# [Given problem]
Return, unchanged, every line from the one containing "like x=314, y=173." down to the one containing "x=278, y=178", including both of those lines.

# [Record extracts]
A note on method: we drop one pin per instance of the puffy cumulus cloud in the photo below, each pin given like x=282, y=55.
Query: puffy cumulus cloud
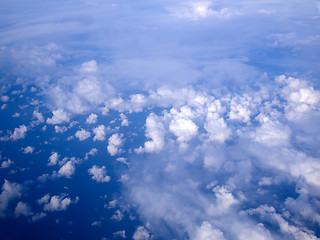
x=10, y=191
x=115, y=142
x=19, y=133
x=206, y=232
x=141, y=234
x=183, y=129
x=22, y=209
x=82, y=134
x=56, y=202
x=67, y=170
x=93, y=118
x=92, y=152
x=99, y=174
x=217, y=128
x=155, y=131
x=53, y=159
x=28, y=149
x=59, y=116
x=100, y=133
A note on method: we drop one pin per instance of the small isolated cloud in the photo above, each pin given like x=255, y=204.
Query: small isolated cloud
x=99, y=174
x=28, y=149
x=115, y=142
x=100, y=133
x=82, y=134
x=67, y=170
x=141, y=234
x=6, y=164
x=117, y=216
x=55, y=203
x=119, y=234
x=59, y=116
x=4, y=98
x=93, y=118
x=9, y=192
x=38, y=216
x=92, y=152
x=22, y=209
x=19, y=133
x=53, y=159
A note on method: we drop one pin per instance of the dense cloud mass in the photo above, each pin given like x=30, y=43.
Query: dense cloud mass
x=160, y=120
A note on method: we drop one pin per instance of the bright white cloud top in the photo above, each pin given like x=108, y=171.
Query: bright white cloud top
x=160, y=119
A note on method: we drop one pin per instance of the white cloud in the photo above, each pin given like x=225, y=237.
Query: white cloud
x=67, y=170
x=141, y=234
x=53, y=159
x=9, y=192
x=183, y=129
x=206, y=232
x=22, y=209
x=6, y=164
x=155, y=131
x=93, y=118
x=60, y=129
x=59, y=116
x=99, y=174
x=119, y=234
x=117, y=216
x=82, y=134
x=217, y=128
x=100, y=133
x=115, y=142
x=19, y=133
x=28, y=149
x=55, y=203
x=92, y=152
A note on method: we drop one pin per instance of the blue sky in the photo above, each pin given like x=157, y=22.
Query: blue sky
x=160, y=120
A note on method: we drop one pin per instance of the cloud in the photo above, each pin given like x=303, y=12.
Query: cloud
x=59, y=116
x=28, y=149
x=82, y=134
x=9, y=192
x=115, y=142
x=100, y=133
x=55, y=203
x=22, y=209
x=99, y=174
x=19, y=133
x=155, y=131
x=93, y=118
x=141, y=234
x=53, y=159
x=67, y=170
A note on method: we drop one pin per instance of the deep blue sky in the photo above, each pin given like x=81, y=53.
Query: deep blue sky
x=159, y=119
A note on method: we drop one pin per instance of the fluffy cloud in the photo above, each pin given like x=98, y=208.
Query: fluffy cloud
x=67, y=170
x=155, y=131
x=100, y=133
x=22, y=209
x=28, y=149
x=115, y=141
x=9, y=192
x=55, y=203
x=93, y=118
x=53, y=159
x=82, y=134
x=59, y=116
x=99, y=174
x=19, y=133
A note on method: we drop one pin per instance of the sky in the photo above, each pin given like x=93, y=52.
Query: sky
x=160, y=119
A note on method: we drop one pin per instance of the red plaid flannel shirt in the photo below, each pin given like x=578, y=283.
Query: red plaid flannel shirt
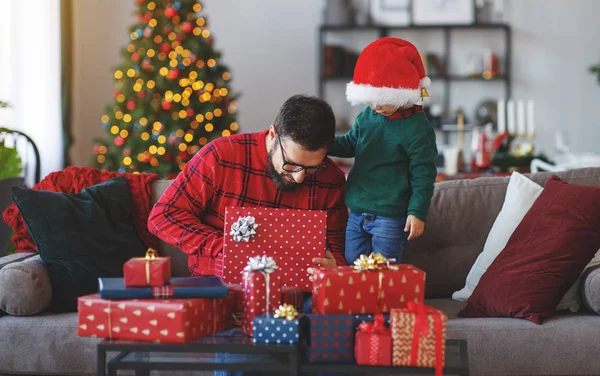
x=233, y=171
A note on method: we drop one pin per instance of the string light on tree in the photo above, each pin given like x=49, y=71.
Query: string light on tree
x=172, y=93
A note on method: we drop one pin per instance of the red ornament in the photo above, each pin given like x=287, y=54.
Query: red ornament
x=130, y=105
x=173, y=74
x=170, y=12
x=187, y=27
x=167, y=105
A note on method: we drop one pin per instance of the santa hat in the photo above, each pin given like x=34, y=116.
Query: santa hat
x=389, y=71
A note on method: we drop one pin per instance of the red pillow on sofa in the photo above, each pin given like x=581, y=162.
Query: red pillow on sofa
x=546, y=253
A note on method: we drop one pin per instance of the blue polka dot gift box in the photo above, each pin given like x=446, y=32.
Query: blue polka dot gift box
x=280, y=328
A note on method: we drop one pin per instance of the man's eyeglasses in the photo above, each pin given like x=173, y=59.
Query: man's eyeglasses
x=293, y=167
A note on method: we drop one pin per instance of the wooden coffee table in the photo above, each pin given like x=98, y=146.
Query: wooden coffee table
x=199, y=355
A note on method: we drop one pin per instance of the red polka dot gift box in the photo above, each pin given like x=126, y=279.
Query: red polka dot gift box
x=292, y=237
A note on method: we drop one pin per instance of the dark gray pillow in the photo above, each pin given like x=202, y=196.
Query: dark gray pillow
x=25, y=287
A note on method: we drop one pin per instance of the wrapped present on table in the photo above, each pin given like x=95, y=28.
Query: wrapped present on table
x=176, y=288
x=170, y=321
x=372, y=285
x=292, y=237
x=289, y=295
x=419, y=337
x=147, y=271
x=262, y=290
x=373, y=343
x=285, y=326
x=332, y=337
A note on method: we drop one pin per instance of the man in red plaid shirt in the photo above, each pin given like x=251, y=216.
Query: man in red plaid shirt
x=282, y=167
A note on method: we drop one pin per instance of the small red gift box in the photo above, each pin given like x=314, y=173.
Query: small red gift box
x=170, y=321
x=147, y=271
x=262, y=291
x=351, y=290
x=418, y=337
x=373, y=343
x=292, y=237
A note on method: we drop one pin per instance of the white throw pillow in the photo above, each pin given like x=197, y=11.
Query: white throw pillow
x=520, y=196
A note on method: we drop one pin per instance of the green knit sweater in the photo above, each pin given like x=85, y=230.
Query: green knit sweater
x=394, y=169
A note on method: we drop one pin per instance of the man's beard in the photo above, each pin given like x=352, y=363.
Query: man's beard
x=278, y=178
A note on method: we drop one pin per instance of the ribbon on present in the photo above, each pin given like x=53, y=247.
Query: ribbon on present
x=286, y=311
x=244, y=229
x=375, y=328
x=150, y=256
x=422, y=327
x=375, y=262
x=265, y=265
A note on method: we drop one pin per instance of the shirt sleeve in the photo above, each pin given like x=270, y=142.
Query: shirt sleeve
x=337, y=219
x=345, y=146
x=422, y=150
x=175, y=218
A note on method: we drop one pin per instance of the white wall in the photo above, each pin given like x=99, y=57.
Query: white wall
x=271, y=45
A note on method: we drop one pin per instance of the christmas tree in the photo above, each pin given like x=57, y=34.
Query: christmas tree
x=171, y=92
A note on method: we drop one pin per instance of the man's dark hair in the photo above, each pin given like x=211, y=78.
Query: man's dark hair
x=307, y=121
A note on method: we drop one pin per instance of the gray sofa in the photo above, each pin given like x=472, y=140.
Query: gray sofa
x=461, y=215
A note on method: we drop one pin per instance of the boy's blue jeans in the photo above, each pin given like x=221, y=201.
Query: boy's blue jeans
x=366, y=233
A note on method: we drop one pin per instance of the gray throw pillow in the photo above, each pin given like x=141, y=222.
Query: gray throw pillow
x=24, y=285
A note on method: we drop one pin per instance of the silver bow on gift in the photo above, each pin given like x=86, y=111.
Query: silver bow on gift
x=261, y=264
x=244, y=229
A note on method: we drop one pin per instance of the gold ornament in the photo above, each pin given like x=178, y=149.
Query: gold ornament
x=286, y=311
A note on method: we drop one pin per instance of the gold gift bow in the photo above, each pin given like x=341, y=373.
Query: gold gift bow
x=150, y=256
x=375, y=262
x=286, y=311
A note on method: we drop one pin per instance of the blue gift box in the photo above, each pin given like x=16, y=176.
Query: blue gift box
x=270, y=330
x=332, y=337
x=177, y=288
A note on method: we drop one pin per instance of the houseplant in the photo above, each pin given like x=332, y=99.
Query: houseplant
x=11, y=167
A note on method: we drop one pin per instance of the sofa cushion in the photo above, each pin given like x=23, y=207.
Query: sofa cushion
x=543, y=258
x=590, y=288
x=25, y=287
x=81, y=236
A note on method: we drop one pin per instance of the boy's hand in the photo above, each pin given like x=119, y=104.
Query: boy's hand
x=415, y=226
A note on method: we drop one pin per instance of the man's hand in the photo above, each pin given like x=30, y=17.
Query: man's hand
x=415, y=226
x=328, y=260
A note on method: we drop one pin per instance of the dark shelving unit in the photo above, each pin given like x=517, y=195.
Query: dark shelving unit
x=384, y=31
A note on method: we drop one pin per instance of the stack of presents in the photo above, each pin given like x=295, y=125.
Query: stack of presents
x=370, y=313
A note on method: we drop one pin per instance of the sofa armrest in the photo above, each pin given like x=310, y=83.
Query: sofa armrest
x=15, y=257
x=590, y=288
x=25, y=287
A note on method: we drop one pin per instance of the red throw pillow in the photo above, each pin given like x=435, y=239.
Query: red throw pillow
x=544, y=256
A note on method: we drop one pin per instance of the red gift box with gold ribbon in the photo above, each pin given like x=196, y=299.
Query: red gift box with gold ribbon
x=373, y=343
x=262, y=290
x=418, y=337
x=368, y=289
x=169, y=321
x=147, y=271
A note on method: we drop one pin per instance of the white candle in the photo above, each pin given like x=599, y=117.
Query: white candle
x=521, y=117
x=511, y=116
x=501, y=114
x=530, y=119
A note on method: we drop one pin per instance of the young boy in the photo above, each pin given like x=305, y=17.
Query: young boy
x=390, y=185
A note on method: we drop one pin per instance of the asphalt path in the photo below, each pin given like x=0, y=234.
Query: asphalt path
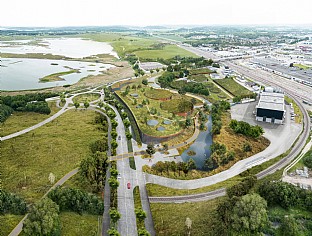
x=127, y=223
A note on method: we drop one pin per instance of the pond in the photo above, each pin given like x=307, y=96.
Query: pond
x=22, y=74
x=152, y=122
x=201, y=147
x=69, y=47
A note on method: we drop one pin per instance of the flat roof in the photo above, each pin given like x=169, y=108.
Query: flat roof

# [Full output]
A note on method: we drop one pin per instance of the small red gift box in the photo above, each pin given like x=314, y=173.
Query: small red gift box
x=170, y=321
x=147, y=271
x=262, y=291
x=351, y=290
x=418, y=337
x=373, y=343
x=292, y=237
A note on method: we drop one pin per instance of the white throw pillow in the photo above, each pin given like x=197, y=11.
Query: white throw pillow
x=520, y=196
A note on method: we drop one pin per instance of the green knit sweater in the photo above, each pin given like x=85, y=230.
Query: green knit sweater
x=394, y=169
A note on method: we drop one pin per instance of the man's beard in the photo above, each pin given like x=352, y=363.
Query: man's beard
x=278, y=178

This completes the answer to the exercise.